→ The task:
Update the rows below by changing every "separate parts" to "disconnected parts". Keep everything else unchanged.
--- Start of Source material ---
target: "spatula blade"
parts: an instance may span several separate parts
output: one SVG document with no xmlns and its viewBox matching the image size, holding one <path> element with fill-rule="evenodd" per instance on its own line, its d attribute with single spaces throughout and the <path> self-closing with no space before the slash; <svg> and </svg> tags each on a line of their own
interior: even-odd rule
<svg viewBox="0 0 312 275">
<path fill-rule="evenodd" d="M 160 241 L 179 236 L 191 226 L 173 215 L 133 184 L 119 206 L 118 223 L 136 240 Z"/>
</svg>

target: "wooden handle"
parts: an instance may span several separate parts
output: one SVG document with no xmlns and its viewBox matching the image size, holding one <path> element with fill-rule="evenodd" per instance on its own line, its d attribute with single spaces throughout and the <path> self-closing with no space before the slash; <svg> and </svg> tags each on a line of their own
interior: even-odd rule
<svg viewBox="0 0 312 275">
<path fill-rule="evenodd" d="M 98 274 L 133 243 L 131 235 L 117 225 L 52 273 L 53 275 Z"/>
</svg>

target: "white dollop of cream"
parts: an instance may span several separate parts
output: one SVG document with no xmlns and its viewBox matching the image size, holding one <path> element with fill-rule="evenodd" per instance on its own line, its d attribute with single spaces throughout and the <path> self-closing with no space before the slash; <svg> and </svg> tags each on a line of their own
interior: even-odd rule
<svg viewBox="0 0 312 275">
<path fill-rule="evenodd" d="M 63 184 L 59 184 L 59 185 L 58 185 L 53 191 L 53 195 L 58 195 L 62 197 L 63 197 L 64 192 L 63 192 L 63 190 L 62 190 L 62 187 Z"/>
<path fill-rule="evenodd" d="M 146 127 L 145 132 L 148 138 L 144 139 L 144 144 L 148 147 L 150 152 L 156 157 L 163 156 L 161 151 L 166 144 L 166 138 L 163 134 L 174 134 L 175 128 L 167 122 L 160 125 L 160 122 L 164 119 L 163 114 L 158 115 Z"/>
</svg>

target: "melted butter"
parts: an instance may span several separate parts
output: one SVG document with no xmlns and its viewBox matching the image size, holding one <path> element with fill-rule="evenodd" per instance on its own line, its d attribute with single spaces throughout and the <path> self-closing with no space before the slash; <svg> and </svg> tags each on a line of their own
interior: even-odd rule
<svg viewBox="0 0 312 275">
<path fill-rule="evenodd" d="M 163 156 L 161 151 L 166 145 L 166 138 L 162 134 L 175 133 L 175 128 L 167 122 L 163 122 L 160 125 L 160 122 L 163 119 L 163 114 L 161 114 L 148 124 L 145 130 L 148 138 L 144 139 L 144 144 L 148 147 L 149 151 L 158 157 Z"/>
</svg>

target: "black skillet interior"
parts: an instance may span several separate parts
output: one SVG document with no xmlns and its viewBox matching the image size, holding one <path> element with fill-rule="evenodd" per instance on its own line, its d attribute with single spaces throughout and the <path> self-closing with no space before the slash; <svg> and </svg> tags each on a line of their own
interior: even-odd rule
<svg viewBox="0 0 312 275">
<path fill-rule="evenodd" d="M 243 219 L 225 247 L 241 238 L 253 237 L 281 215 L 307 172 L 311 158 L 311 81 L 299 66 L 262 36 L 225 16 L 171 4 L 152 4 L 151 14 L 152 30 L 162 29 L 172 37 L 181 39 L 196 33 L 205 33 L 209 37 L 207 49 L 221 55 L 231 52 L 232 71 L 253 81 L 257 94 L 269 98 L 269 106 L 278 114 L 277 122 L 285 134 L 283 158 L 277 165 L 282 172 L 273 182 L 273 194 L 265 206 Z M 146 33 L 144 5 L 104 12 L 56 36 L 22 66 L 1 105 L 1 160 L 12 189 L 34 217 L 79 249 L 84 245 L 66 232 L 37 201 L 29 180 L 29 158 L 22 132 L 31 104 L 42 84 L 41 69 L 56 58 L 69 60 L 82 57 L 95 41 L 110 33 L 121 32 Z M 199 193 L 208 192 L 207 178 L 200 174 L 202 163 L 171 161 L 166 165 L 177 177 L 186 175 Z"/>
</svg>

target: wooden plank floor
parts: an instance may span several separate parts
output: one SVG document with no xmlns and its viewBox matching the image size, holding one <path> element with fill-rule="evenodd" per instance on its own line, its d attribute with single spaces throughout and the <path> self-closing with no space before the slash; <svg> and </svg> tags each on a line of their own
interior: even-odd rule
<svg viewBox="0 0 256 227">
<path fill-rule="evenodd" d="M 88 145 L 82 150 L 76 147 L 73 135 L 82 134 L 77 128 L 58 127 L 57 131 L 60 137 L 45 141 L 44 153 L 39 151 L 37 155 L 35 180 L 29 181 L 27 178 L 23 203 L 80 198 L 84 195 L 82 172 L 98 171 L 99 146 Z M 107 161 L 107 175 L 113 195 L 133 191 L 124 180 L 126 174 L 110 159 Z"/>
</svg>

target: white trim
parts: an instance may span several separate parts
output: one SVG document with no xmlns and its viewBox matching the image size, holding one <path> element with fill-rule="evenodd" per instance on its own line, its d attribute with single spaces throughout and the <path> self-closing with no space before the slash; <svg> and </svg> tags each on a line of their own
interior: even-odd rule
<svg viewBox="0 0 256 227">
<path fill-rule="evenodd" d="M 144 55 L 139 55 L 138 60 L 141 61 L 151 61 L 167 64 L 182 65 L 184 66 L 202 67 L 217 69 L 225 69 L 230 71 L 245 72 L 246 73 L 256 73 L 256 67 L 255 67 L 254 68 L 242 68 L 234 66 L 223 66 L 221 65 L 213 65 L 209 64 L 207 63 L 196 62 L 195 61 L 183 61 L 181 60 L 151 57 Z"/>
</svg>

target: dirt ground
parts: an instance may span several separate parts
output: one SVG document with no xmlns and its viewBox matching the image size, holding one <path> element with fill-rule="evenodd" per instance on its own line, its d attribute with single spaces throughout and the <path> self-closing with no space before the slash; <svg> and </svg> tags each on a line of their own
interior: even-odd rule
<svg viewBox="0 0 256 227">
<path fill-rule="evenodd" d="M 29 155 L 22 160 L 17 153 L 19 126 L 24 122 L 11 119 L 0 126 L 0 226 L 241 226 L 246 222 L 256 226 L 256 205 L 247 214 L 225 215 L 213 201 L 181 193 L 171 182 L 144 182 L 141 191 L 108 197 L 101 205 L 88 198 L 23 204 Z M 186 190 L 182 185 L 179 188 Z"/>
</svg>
--- End of Source material ---
→ Expected output:
target: "spatula blade"
parts: an instance may span several disconnected parts
output: one SVG document with no xmlns and its viewBox matching the image size, holding one <path> element with fill-rule="evenodd" per instance on its own line, its d attribute with single spaces throughout and the <path> self-closing with no space before the slash; <svg> and </svg> tags each on a line of their own
interior: even-odd rule
<svg viewBox="0 0 312 275">
<path fill-rule="evenodd" d="M 160 241 L 179 236 L 191 226 L 173 215 L 133 184 L 119 206 L 118 223 L 136 240 Z"/>
</svg>

target: "wooden handle"
parts: an instance may span several disconnected parts
output: one SVG document with no xmlns and its viewBox matching the image size, holding one <path> element with fill-rule="evenodd" per instance on its own line, its d attribute with single spaces throughout and the <path> self-closing with no space before the slash; <svg> and </svg> tags each on a line of their own
interior: even-odd rule
<svg viewBox="0 0 312 275">
<path fill-rule="evenodd" d="M 98 274 L 133 243 L 131 235 L 117 225 L 52 273 L 53 275 Z"/>
</svg>

target: "white dollop of cream"
parts: an instance may span several disconnected parts
output: one SVG document with no xmlns and its viewBox matching the image size, holding one <path> element with fill-rule="evenodd" per instance on its own line, its d attribute with single spaces throughout and the <path> self-closing with no space before the slash; <svg> and </svg> tags each on a line of their own
interior: even-odd rule
<svg viewBox="0 0 312 275">
<path fill-rule="evenodd" d="M 63 184 L 59 184 L 59 185 L 58 185 L 53 191 L 53 195 L 58 195 L 62 197 L 63 197 L 64 192 L 63 192 L 63 190 L 62 190 L 62 187 Z"/>
<path fill-rule="evenodd" d="M 146 127 L 145 132 L 148 138 L 144 139 L 144 144 L 148 147 L 150 152 L 156 157 L 163 156 L 161 151 L 166 144 L 166 138 L 163 134 L 174 134 L 175 128 L 167 122 L 160 125 L 160 122 L 164 119 L 163 114 L 158 115 Z"/>
</svg>

target: "melted butter"
parts: an instance may span several disconnected parts
output: one SVG document with no xmlns and its viewBox matching the image size, holding one <path> element with fill-rule="evenodd" per instance on its own line, its d attribute with single spaces throughout and the <path> self-closing with no space before the slash; <svg> and </svg> tags each on a line of their own
interior: even-odd rule
<svg viewBox="0 0 312 275">
<path fill-rule="evenodd" d="M 163 156 L 161 151 L 166 145 L 166 138 L 162 134 L 175 133 L 175 128 L 167 122 L 163 122 L 160 125 L 160 122 L 163 119 L 163 114 L 161 114 L 148 124 L 145 130 L 148 138 L 144 139 L 144 144 L 148 147 L 149 151 L 158 157 Z"/>
</svg>

target: "black skillet interior"
parts: an instance may span several disconnected parts
output: one SVG document with no xmlns and its viewBox matching the image size, holding one <path> element with fill-rule="evenodd" per instance on its own line, its d attribute with single spaces throughout and the <path> self-closing with no space before the slash; <svg> and </svg> tags each on a line of their own
interior: even-odd rule
<svg viewBox="0 0 312 275">
<path fill-rule="evenodd" d="M 243 219 L 225 247 L 241 238 L 253 237 L 281 215 L 307 172 L 311 158 L 311 81 L 299 66 L 262 36 L 225 16 L 171 4 L 152 4 L 151 14 L 152 30 L 162 29 L 172 37 L 181 39 L 196 33 L 205 33 L 209 37 L 207 49 L 221 55 L 231 52 L 232 71 L 253 81 L 257 94 L 269 98 L 269 106 L 278 114 L 277 122 L 285 134 L 283 158 L 277 165 L 282 172 L 273 182 L 273 194 L 265 206 Z M 146 33 L 144 5 L 104 12 L 56 36 L 22 66 L 1 105 L 1 160 L 12 189 L 34 217 L 79 249 L 84 245 L 66 232 L 37 201 L 29 180 L 29 158 L 22 132 L 31 104 L 42 84 L 41 69 L 56 58 L 69 60 L 82 57 L 95 41 L 110 33 L 121 32 Z M 199 193 L 208 192 L 207 178 L 200 174 L 202 163 L 171 161 L 166 165 L 177 177 L 186 175 Z"/>
</svg>

target: wooden plank floor
parts: an instance may span several disconnected parts
output: one SVG document with no xmlns and its viewBox matching the image size, holding one <path> element with fill-rule="evenodd" per instance on its own line, its d attribute with single spaces throughout and the <path> self-closing with no space before the slash; <svg> and </svg> tags each on a line of their own
interior: even-odd rule
<svg viewBox="0 0 256 227">
<path fill-rule="evenodd" d="M 88 145 L 82 150 L 76 147 L 73 135 L 82 134 L 77 128 L 58 127 L 57 131 L 60 137 L 45 141 L 44 153 L 39 151 L 37 155 L 35 180 L 29 181 L 27 178 L 23 203 L 80 198 L 84 195 L 82 172 L 98 171 L 99 146 Z M 107 161 L 107 175 L 113 195 L 133 191 L 124 180 L 126 174 L 110 159 Z"/>
</svg>

target: white trim
parts: an instance may span several disconnected parts
output: one SVG document with no xmlns and its viewBox matching the image size, holding one <path> element with fill-rule="evenodd" per instance on its own line, its d attribute with single spaces throughout and the <path> self-closing with no space before the slash; <svg> and </svg> tags each on a line of their own
interior: even-odd rule
<svg viewBox="0 0 256 227">
<path fill-rule="evenodd" d="M 144 55 L 139 55 L 138 60 L 141 61 L 151 61 L 167 64 L 182 65 L 184 66 L 202 67 L 217 69 L 225 69 L 230 71 L 245 72 L 246 73 L 256 73 L 256 67 L 255 67 L 254 68 L 242 68 L 234 66 L 223 66 L 221 65 L 213 65 L 209 64 L 207 63 L 196 62 L 195 61 L 183 61 L 181 60 L 151 57 Z"/>
</svg>

target: dirt ground
parts: an instance may span several disconnected parts
output: one SVG document with no xmlns and its viewBox matching the image size, holding one <path> element with fill-rule="evenodd" per instance on its own line, its d attribute with single spaces throughout and the <path> self-closing with no space before the slash; <svg> and </svg> tags each on a line of their own
interior: even-odd rule
<svg viewBox="0 0 256 227">
<path fill-rule="evenodd" d="M 29 155 L 22 160 L 17 153 L 19 126 L 24 122 L 11 119 L 0 126 L 0 226 L 241 226 L 246 222 L 256 226 L 256 205 L 247 214 L 225 215 L 213 201 L 181 193 L 171 182 L 144 182 L 141 191 L 108 197 L 101 205 L 88 198 L 23 204 Z M 186 190 L 182 185 L 179 188 Z"/>
</svg>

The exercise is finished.